§ EXERCISE REQUIREMENTS:
Among the records, which lines hold the word "instance"? Pick them out.

Extracted data entries:
━━━━━━━━━━━━━━━━

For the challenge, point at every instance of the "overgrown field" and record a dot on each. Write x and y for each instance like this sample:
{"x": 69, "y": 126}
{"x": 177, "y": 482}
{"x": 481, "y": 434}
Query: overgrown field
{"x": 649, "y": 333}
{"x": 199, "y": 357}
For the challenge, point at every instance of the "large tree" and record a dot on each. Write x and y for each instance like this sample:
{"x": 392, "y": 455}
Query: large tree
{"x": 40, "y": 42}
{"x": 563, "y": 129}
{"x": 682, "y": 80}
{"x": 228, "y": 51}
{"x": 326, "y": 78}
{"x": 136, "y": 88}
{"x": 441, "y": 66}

━━━━━━━━━━━━━━━━

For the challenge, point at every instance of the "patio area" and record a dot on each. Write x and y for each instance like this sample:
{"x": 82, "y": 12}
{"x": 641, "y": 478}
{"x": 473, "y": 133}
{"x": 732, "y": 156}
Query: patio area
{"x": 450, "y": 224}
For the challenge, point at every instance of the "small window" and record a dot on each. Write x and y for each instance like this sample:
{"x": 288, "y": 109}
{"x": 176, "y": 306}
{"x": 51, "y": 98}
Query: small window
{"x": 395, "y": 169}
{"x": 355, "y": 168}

━━━━━━━━━━━━━━━━

§ RESULT OF THE TASK:
For the challenge, point at every instance of the "overgrown field" and record a dot on each. Write x and y for each instance like this sample:
For the challenge, point at every instance of the "large tree" and record a dot on each. Write x and y for each instance like this sample:
For the challenge, point at every instance of the "patio area" and record a dot on each. Write x and y for each instance like this sample:
For the challenge, point at every instance of the "small window" and record a dot on each. Write x and y for each instance like this sample:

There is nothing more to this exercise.